**Okuma Metni**
..........

Sözde Halep’ten olacak göç için (ki öyle bir göç falan yok) 80 bin kişilik kamp hazırlanması, Erdoğan’ın cihatçı akışına yönelik geçici çözümü anlamına geliyor. Bu kampın İdlib cihatçıları için hazırlanacağı gayet açıktır. Yani cihatçılar “ikinci evlerine”, Türkiye’ye geliyorlar demektir
Halep halkı 2011 yılından beri direnen, bundan dolayı cihatçı işgalciler tarafından “devrime destek vermeyen hain” diye ilan edilen bir halk. Yaklaşık 4 yıldır da kenti işgal eden cihatçı gruplar tarafında rehin alınmış durumdaydı, şimdi artık özgür… Halep’in özgürleşmesi, Suriye savaşının vekilleri/vekaletçileri açısından tam anlamıyla bir hezimettir. Çünkü neredeyse 2011’e, yani başlama noktasına “elde var sıfır”la bir dönüş söz konusudur. Doğal olarak bu da ağır bir travma demektir. Bu travmanın etkisi olsa gerek, altı yıldır süregelen yalan/dezenformasyonun dozu hadsizce yükseldi bu günlerde. “Halep için dua”cıların, “zulüm var, siviller katlediliyor” iddialarına sunabilecekleri somut bir tane delilleri yokken, cihatçılardan kurtulup Suriye ordusuna sığınan sivillerin coşkusu ve Halep sokaklarında yükselen zılgıtlara dair kayıtlar, görseller birer delil olarak sosyal medyada yerini alıyor. Halepliler zılgıtlarıyla, Dabke’siyle (geleneksel halay) sokaklarda kurtuluşu kutlarken; “aslında cihatçıların rehineleri olarak çok mutlu-mesut idiler, Suriye ordusu geldi, hem mutsuz oldular hem de katledildiler” yalanlarını pompalayan savaş medyasının kendisinden başka hiç kimseyi inandıramadığı ortadadır.
Halep’in altı yıllık bir işgal ve talandan sonra özgürleşmesi ne anlama geliyor?

..........

**Veri Bölümü**
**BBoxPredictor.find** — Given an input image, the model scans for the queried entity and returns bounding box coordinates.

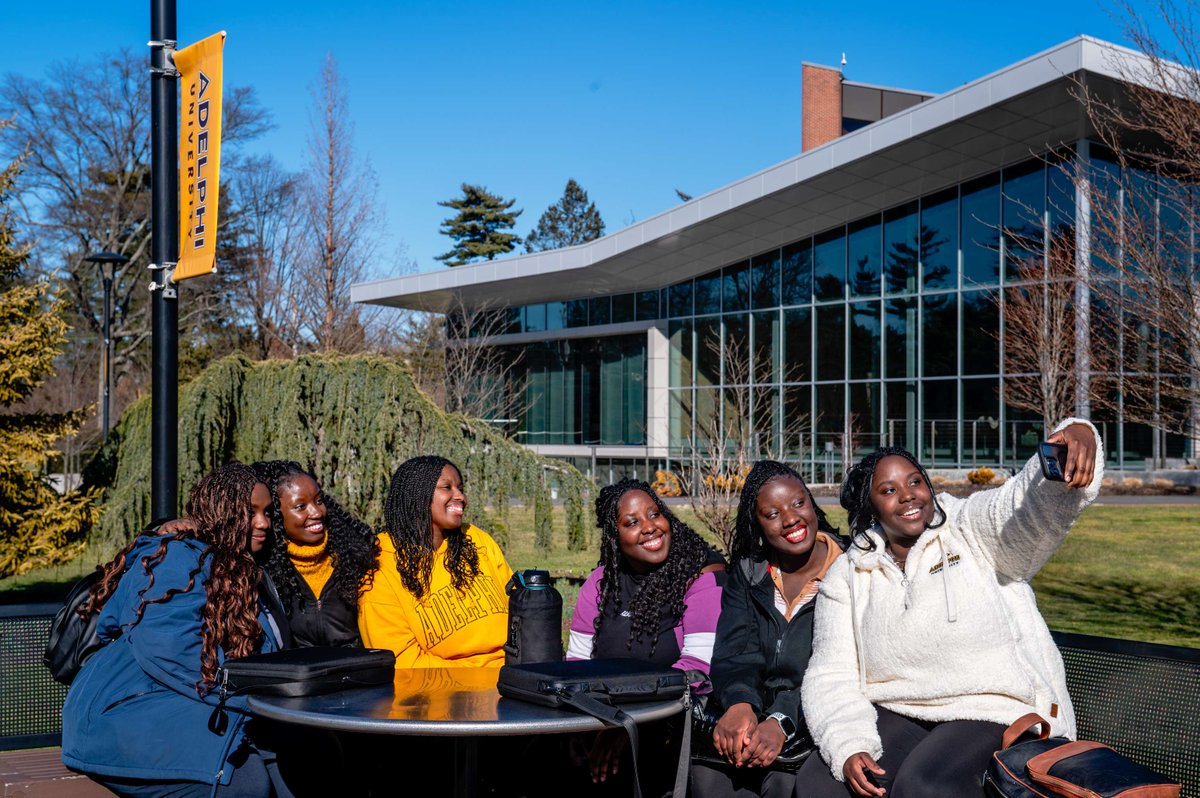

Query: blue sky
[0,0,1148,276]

..........

**Alıştırma Yönergeleri**
1. Halep metnine göre Halepliler kurtuluşu sokaklarda neyle kutluyor?
2. Halep metnini kaldığı yerden sürdürüp devamını yazın.

**Görev Sonuçları**
1. Zılgıtlarıyla ve geleneksel halay olan Dabke ile kutluyorlar.

2.
Öncelikle Suriye’ye savaş açan küresel ve bölgesel ittifak bloku açısından Halep’in stratejik önemine vurgu yapmak gerekiyor. Bu stratejik öneminden dolayı Türkiye’nin taşeronluğu üzerinden en fazla yatırım yapılan kent Halep’tir. Hatırlanacağı üzere 2011 yılı Mart ayında sözde isyanlar Suriye’nin güneyindeki Dera’da başlamıştı. Ama Ürdün’den akın edenlerin istilasına uğrayan Dera hiçbir zaman cihatçıların kontrolüne girmedi. Buna karşın Suriye’nin Türkiye sınırına yakın bölgeleri çok hızlı bir şekilde kuşatıldı. Türkiye üzerinden yoğun silah ve cihatçı transferi sayesinde hızlıca işgal edilen merkezlerden biridir Halep ve sözde isyanın başkenti olan Dera’yı gölgede bırakarak, Suriye’nin istilasında stratejik önemi en fazla olan kent oldu. Bunun elbette ki önemli nedenleri vardır.
Birinci neden, ABD patentli BOP açısından, güneyden kuzeye, yani Dera’dan Halep’e Suriye’yi dikine yarma stratejisidir. Ve elbette ki bunun, Katar doğalgazının Ürdün-Suriye-Türkiye hattı üzerinden Avrupa’ya transferi projesiyle doğrudan ilgisi vardır.
İkincisi, stratejik önem açısından Halep ile Musul’un önemli benzerlikleri olduğunun altını çizelim. Bu iki kent, “iki ülke için ikinci başkent” konumundadır. Denilebilir ki, Irak’ta Musul’u alan Bağdat’ı kuşatmış olur, aynı şekilde Suriye’de Halep’i alan da Şam’ı ablukaya almış sayılır. Bu nedenle vekâlet savaşındaki görev dağılımında Musul’a IŞİD, Halep’e de IŞİD’in kardeşleri uygun bulundu.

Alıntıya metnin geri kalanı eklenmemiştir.